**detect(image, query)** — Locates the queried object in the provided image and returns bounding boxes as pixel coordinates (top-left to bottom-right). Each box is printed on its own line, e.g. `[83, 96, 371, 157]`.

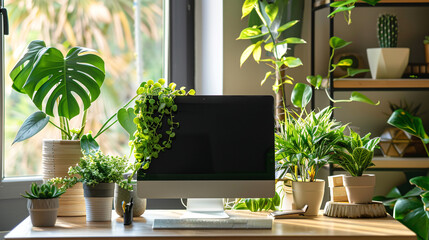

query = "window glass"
[4, 0, 166, 177]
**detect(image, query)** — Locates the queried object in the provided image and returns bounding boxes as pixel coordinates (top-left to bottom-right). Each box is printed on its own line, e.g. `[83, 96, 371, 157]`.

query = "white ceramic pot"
[42, 139, 85, 217]
[83, 183, 115, 222]
[366, 48, 410, 79]
[27, 198, 59, 227]
[115, 183, 146, 217]
[292, 179, 325, 216]
[343, 174, 375, 203]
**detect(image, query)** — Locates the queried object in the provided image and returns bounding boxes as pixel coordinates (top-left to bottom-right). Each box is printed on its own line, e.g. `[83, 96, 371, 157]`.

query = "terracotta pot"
[292, 179, 325, 216]
[114, 184, 146, 217]
[42, 139, 85, 216]
[343, 174, 375, 203]
[27, 198, 59, 227]
[83, 183, 115, 222]
[366, 48, 410, 79]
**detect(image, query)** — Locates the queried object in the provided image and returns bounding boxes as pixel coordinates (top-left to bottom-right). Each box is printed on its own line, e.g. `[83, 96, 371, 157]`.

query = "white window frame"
[0, 0, 195, 200]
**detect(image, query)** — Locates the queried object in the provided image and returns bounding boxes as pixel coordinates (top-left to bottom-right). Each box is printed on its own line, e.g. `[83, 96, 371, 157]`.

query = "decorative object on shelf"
[114, 183, 146, 218]
[367, 14, 410, 79]
[328, 175, 348, 202]
[423, 36, 429, 64]
[22, 183, 64, 227]
[332, 130, 380, 203]
[324, 201, 387, 218]
[387, 109, 429, 157]
[333, 53, 368, 78]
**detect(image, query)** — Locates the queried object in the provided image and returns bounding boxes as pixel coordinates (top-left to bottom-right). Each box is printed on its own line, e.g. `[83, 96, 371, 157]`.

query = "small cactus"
[377, 14, 398, 48]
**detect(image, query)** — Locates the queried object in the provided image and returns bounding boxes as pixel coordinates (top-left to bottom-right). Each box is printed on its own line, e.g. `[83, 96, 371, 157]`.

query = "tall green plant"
[10, 40, 105, 143]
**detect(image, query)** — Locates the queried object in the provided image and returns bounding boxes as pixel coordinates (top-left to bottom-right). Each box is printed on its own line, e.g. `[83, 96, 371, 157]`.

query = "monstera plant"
[10, 40, 105, 143]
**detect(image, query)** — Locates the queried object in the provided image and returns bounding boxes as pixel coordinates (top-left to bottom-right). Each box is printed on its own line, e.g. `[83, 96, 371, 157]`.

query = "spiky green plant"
[377, 14, 398, 48]
[21, 183, 65, 199]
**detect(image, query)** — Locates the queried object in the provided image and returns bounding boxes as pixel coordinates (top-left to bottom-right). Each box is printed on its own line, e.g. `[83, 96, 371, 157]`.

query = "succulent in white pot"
[333, 130, 380, 203]
[367, 14, 410, 79]
[22, 183, 65, 227]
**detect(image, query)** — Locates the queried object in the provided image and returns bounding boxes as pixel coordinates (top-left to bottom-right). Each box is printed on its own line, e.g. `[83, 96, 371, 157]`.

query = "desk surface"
[5, 210, 417, 240]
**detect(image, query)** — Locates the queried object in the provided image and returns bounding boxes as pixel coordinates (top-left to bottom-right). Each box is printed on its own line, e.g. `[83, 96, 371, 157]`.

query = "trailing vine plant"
[129, 79, 195, 181]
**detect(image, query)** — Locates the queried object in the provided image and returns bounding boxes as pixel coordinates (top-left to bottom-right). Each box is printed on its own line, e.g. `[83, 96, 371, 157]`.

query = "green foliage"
[275, 107, 345, 182]
[332, 129, 380, 177]
[10, 40, 105, 141]
[387, 109, 429, 157]
[328, 0, 380, 25]
[377, 176, 429, 240]
[232, 192, 280, 212]
[377, 14, 398, 48]
[21, 182, 65, 199]
[132, 79, 195, 169]
[68, 151, 129, 186]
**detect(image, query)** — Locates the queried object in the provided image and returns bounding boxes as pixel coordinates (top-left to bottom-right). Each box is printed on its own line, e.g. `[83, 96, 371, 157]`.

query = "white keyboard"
[152, 218, 273, 229]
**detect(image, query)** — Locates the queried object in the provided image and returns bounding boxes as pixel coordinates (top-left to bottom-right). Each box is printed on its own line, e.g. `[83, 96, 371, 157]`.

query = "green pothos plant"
[131, 79, 195, 180]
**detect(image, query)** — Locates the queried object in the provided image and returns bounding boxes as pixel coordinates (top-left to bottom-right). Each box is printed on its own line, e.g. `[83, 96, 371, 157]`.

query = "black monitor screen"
[138, 96, 275, 180]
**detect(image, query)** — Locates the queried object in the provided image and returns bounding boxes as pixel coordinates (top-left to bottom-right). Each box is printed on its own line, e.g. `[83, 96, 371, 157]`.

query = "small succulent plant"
[377, 14, 398, 48]
[21, 183, 65, 199]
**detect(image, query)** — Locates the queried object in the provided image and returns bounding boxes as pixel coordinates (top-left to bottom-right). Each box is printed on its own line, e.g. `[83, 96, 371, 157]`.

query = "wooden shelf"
[334, 78, 429, 89]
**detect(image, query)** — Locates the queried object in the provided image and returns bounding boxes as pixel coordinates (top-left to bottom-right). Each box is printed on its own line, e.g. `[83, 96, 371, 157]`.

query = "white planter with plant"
[367, 14, 410, 79]
[276, 107, 344, 216]
[22, 183, 64, 227]
[333, 130, 380, 203]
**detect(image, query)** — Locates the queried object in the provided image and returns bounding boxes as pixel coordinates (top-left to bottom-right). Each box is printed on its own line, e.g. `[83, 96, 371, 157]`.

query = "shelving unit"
[311, 0, 429, 174]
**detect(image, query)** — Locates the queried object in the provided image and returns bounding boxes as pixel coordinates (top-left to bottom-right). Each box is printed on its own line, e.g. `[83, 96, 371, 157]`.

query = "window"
[0, 0, 194, 183]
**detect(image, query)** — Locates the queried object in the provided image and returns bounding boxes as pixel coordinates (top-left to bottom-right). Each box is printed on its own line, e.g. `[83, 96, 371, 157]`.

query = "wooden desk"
[5, 210, 417, 240]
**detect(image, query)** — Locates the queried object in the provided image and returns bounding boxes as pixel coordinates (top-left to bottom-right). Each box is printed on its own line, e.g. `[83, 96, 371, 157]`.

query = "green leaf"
[410, 176, 429, 191]
[265, 2, 279, 22]
[347, 68, 369, 77]
[261, 72, 272, 86]
[117, 107, 137, 140]
[291, 83, 313, 108]
[277, 20, 299, 33]
[329, 36, 352, 49]
[240, 44, 256, 67]
[12, 111, 49, 145]
[11, 42, 105, 119]
[80, 133, 100, 154]
[387, 109, 429, 144]
[241, 0, 254, 19]
[237, 27, 268, 39]
[350, 92, 380, 105]
[307, 75, 323, 89]
[283, 57, 302, 68]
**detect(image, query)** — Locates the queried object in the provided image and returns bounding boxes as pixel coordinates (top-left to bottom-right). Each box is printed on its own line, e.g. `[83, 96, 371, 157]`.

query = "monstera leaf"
[10, 41, 105, 119]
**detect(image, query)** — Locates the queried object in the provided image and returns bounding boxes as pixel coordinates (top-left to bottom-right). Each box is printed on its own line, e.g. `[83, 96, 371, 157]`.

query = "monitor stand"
[180, 198, 229, 218]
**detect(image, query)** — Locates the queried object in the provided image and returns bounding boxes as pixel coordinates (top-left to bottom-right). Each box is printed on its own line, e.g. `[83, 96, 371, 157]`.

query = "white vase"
[27, 198, 59, 227]
[83, 183, 115, 222]
[343, 174, 375, 203]
[42, 139, 85, 217]
[292, 179, 325, 216]
[366, 48, 410, 79]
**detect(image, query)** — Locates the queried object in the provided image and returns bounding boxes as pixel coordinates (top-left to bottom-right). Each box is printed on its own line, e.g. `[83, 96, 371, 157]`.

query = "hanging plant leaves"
[12, 111, 49, 145]
[11, 41, 105, 119]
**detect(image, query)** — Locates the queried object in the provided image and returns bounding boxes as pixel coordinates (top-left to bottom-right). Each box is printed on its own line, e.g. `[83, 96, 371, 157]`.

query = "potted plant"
[54, 151, 129, 222]
[275, 107, 345, 215]
[22, 183, 64, 227]
[366, 14, 410, 79]
[332, 129, 380, 203]
[10, 40, 105, 216]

_What you will do_
Starting at the top of the records and ending with the line that has "[4, 0, 166, 177]", lay out each line as one string in a JSON list. Skip blank lines and leave out the pictures.

_Solved problem_
[
  "**detect(image, query)** — Locates the queried object in the provided image and returns bounding boxes as pixel coordinates (top-left to bottom-right). Each box is printed on its own line, e.g. `[83, 96, 371, 157]`.",
  "query = \"window glass\"",
  "[4, 0, 166, 177]"
]